=== Data for this exercise ===
BEGIN

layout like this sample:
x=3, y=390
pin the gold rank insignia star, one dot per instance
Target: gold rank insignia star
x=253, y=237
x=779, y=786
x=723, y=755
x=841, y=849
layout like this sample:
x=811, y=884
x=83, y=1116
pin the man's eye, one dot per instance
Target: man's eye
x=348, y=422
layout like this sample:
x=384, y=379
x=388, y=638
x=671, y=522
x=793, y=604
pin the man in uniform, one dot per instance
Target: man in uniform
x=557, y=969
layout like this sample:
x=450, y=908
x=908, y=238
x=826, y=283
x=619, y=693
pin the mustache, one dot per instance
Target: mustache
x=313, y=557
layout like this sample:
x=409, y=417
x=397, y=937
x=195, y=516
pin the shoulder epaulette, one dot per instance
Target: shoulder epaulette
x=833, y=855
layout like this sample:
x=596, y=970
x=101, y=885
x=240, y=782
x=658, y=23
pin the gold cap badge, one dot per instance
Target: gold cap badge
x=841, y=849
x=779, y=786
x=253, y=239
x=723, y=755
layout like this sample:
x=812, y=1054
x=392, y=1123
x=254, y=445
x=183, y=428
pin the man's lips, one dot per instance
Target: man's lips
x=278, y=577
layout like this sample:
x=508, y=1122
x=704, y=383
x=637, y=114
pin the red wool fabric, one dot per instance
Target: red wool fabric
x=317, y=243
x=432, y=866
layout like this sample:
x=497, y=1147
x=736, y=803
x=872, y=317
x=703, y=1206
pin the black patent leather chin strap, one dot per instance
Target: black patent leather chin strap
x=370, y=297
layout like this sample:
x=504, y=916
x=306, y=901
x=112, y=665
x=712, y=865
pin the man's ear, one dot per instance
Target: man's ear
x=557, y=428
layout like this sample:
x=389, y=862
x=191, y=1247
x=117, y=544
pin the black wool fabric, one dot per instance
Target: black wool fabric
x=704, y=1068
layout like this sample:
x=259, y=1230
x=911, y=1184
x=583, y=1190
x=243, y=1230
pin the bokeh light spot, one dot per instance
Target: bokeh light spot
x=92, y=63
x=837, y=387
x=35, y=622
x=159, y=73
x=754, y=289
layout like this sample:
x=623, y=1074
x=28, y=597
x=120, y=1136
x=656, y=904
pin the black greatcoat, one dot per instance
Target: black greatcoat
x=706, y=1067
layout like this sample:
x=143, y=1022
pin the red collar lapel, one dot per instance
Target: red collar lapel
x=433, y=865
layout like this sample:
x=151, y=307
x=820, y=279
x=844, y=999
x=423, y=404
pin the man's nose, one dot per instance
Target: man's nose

END

=== Exercise directions ===
The full set of lines above should be retyped without a single change.

=== Result of the task ===
layout like this sample:
x=3, y=390
pin the gold rank insignia star, one dot per instance
Target: gold rank insignia star
x=253, y=237
x=779, y=786
x=723, y=755
x=841, y=849
layout like this sample:
x=811, y=884
x=83, y=1116
pin the man's eye, one dot per instance
Target: man's eye
x=348, y=422
layout like this sample:
x=384, y=379
x=388, y=638
x=671, y=522
x=793, y=604
pin the man in uniform, one dot per instance
Target: man in uniform
x=557, y=969
layout like this sample:
x=450, y=908
x=908, y=238
x=826, y=283
x=619, y=693
pin the mustache, one dot per instance
Target: mustache
x=313, y=557
layout like this sample:
x=409, y=417
x=397, y=937
x=195, y=516
pin the shoulder epaulette, one dot per instance
Target: shoulder epaulette
x=833, y=855
layout like this sample:
x=596, y=970
x=101, y=885
x=240, y=782
x=658, y=23
pin the gold cap badge, one dot per instance
Target: gold cap badge
x=841, y=849
x=779, y=786
x=253, y=239
x=723, y=755
layout like this sample:
x=812, y=1054
x=392, y=1123
x=254, y=445
x=183, y=428
pin the man's lips, one dot per instance
Target: man's lips
x=278, y=577
layout like this sample:
x=508, y=1122
x=704, y=383
x=637, y=114
pin the red wool fabric, one dot per instance
Target: red wool fabric
x=317, y=243
x=432, y=866
layout like this sample:
x=497, y=1147
x=736, y=803
x=872, y=317
x=703, y=1206
pin the black patent leather chin strap, one dot per instance
Target: black patent leather chin strap
x=370, y=297
layout like this sample:
x=504, y=916
x=306, y=901
x=112, y=665
x=712, y=865
pin the man's ear, one dot per instance
Target: man's ear
x=557, y=428
layout like this sample:
x=389, y=862
x=191, y=1247
x=117, y=544
pin the black wool fabric, one dot per instance
Target: black wool fabric
x=704, y=1068
layout like this sample:
x=259, y=1230
x=911, y=1184
x=583, y=1190
x=243, y=1230
pin the bokeh light spot, one dot per instance
Target: bokeh light spot
x=92, y=63
x=837, y=387
x=35, y=622
x=159, y=73
x=754, y=289
layout like this sample:
x=623, y=1074
x=28, y=597
x=120, y=1136
x=656, y=904
pin the black greatcoat, one dot per instance
Target: black greatcoat
x=706, y=1067
layout like this sample:
x=143, y=1022
pin the red collar lapel, one dot per instance
Target: red collar lapel
x=433, y=865
layout like this sample:
x=151, y=307
x=820, y=279
x=844, y=999
x=423, y=404
pin the man's nose, one dot per instance
Target: man's nose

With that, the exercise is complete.